Jawab pertanyaan berikut berdasarkan ulasan novel Please Look After Mom.
(a) Siapa penerjemah buku ini?
(b) Berapa umur Park So-nyo saat ia hilang?
(c) Setelah berapa hari Chi-hon baru tahu ibunya hilang?
*** Cuplikan Dokumen
Please Look After Mom

Judul : Please Look After Mom
Penulis : Kyung-Sook Shin
Penerjemah : Tanti Lesmana 
Penerbit : Gramedia Pustaka Utama
Tebal Buku : 296 Halaman
ISBN : 9786020315409
Rating : 5 dari 5 




Blurb:


Sepasang suami-istri berangkat ke kota untuk mengunjungi anak-anak mereka yang telah dewasa. Sang suami bergegas naik ke gerbong kereta bawah tanah dan mengira istrinya mengikuti di belakangnya. Setelah melewati beberapa stasiun, barulah dia menyadari bahwa istrinya tak ada. Istrinya tertinggal di Stasiun Seoul.


Perempuan yang hilang itu tak kunjung ditemukan, dan keluarga yang kehilangan ibu/istri/ipar itu mesti mengatasi trauma akibat kejadian tersebut. Satu per satu mereka teringat hal-hal di masa lampau yang kini membuat mereka tersadar betapa pentingnya peran sang ibu bagi mereka; dan betapa sedikitnya mereka mengenal sosok sang ibu selama ini, perasaan-perasaannya, harapan-harapannya, dan mimpi-mimpinya.


***


Kapan terakhir kali kau menceritakan tentang pengalamanmu kepada ibumu? Di suatu titik, percakapan-percakapan antara kau dan Ibu menjadi seperlunya saja. --- Halaman 45


***


Park So-nyo, seorang wanita berumur 69 tahun, hilang di kereta bawah tanah Seoul. Suaminya tidak menyadari bahwa sang istri tidak berada di belakangnya. Dan ketika sang suami menyadarinya, semua sudah terlambat. Pun ketika ia kembali ke stasiun itu, istrinya tidak ada.

Anak-anak mereka merasa kehilangan. Mereka berembuk untuk memikirkan cara bagaimana agar ibu mereka ditemukan. Mulai dari membuat selebaran, membagikannya sendiri, dan membuat iklan di media massa. Selang beberapa waktu lamanya pun, ibu mereka belum juga ketemu. 

Setelah sang Ibu tidak ada di sisi mereka, barulah anak-anak dan suaminya menyadari, bahwa keberadaan Ibu tidak bisa digantikan oleh apa pun. Kilasan-kilasan cerita tentang kebaikan Ibu, dan kasih sayang yang Ibu berikan barulah disadari. Setelah segalanya terlambat....

Kisah ini diceritakan dengan berbagai macam sudut pandang, yang pertama adalah dari Chi-hon, anak ketiga Park So-nyo, dan anak perempuan pertamanya. Chi-hon adalah seorang penulis. Saat ibunya hilang, ia sedang berada di luar negeri. Ia bahkan baru tahu bunya menghilang setelah empat hari berselang.

Ada bagian yang benar-benar membuat saya tertampar saat membaca kisah dari sudut pandang Chi-hon ini. Dikatakan bahwa, seorang ibu bisa menjadi dekat dengan anak perempuannya atau justru malah menjadi asing satu sama lain. Sejak sekolah, Chi-hon sudah dipaksa oleh ibunya untuk tinggal di Seoul bersama Hyong-chol yang sudah terlebih dulu tinggal di kota. Ibunya tidak ingin Chi-hon menjadi perempuan sepertinya yang buta huruf.
******
*** Cuplikan Data
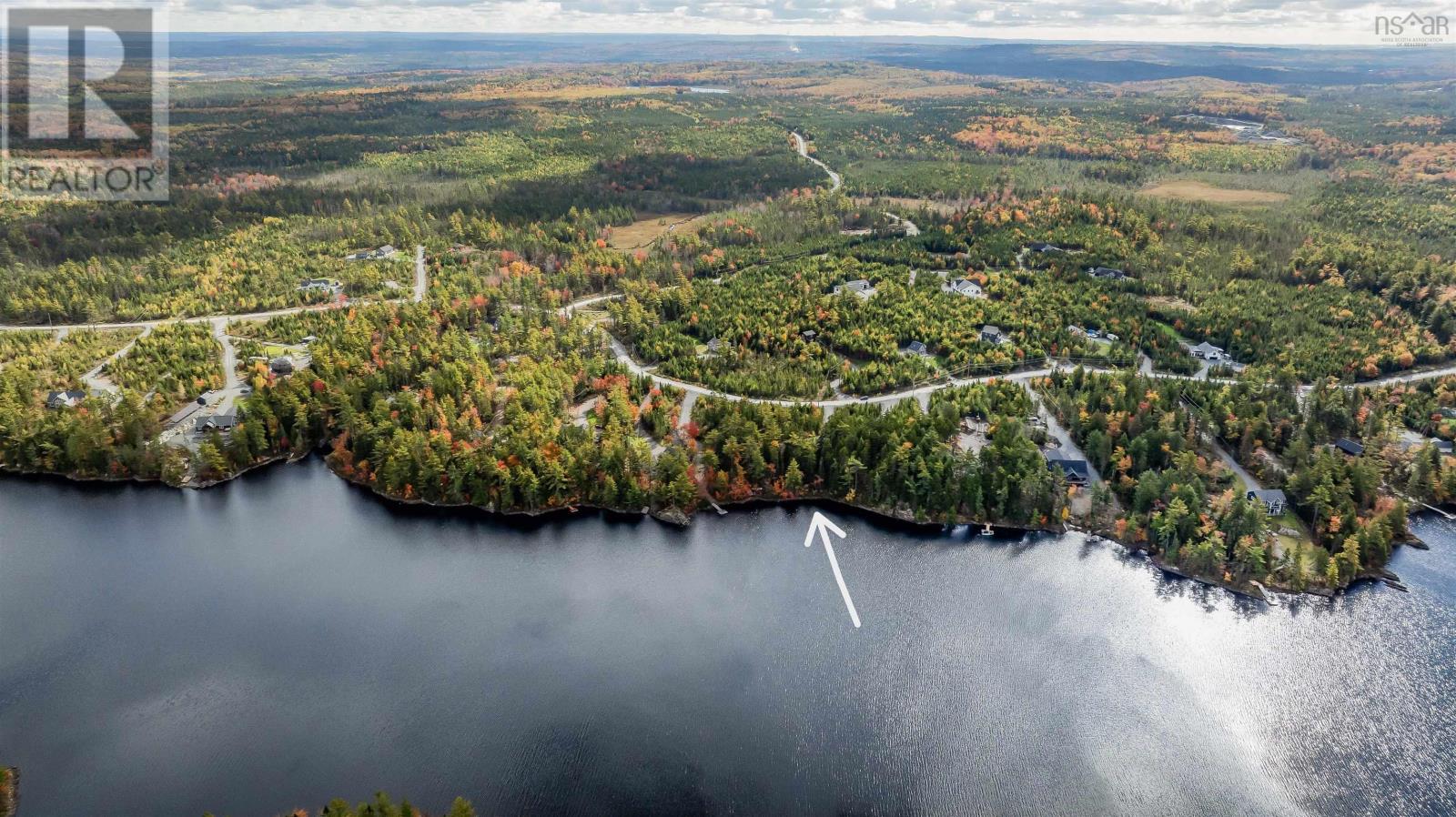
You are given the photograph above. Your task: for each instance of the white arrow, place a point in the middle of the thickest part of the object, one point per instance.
(822, 526)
******
* [Jawaban Latihan]:
(a) Tanti Lesmana
(b) 69 tahun
(c) Empat hari